**EXERCISE GOAL:**
Rewrite the records below, swapping "chimney stack" for "smokestack" and keeping every other line the same. Omit the pictures from your answer.

**PROVIDED ENTRIES:**
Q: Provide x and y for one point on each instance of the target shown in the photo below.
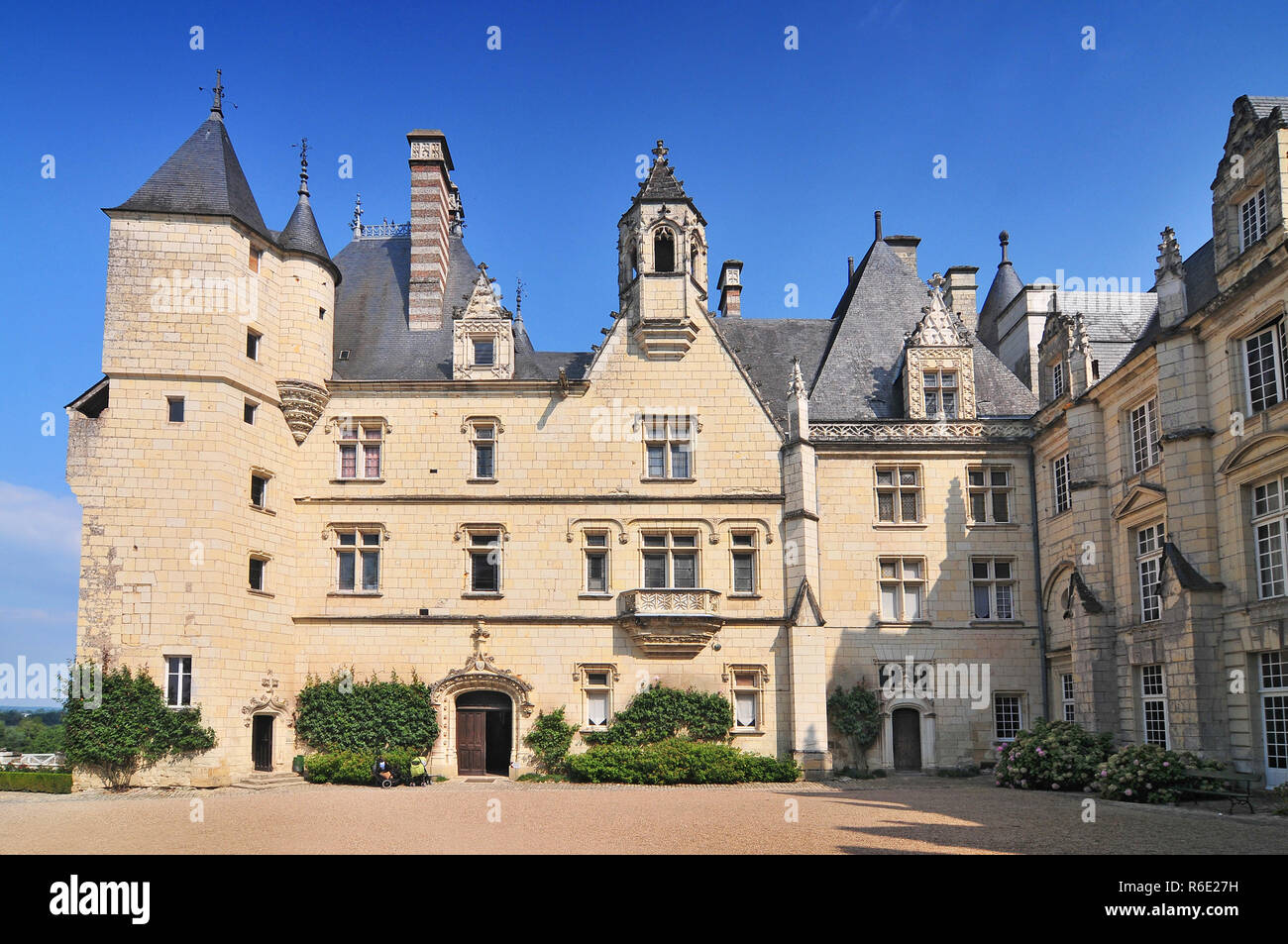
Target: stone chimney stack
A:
(1170, 281)
(730, 288)
(905, 248)
(960, 295)
(430, 223)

**FINAL ANSWER:**
Q: Provide x and y for one point on each instance of the target shown in the photo below.
Target: stone smokestack
A:
(1170, 281)
(730, 288)
(905, 248)
(960, 295)
(430, 223)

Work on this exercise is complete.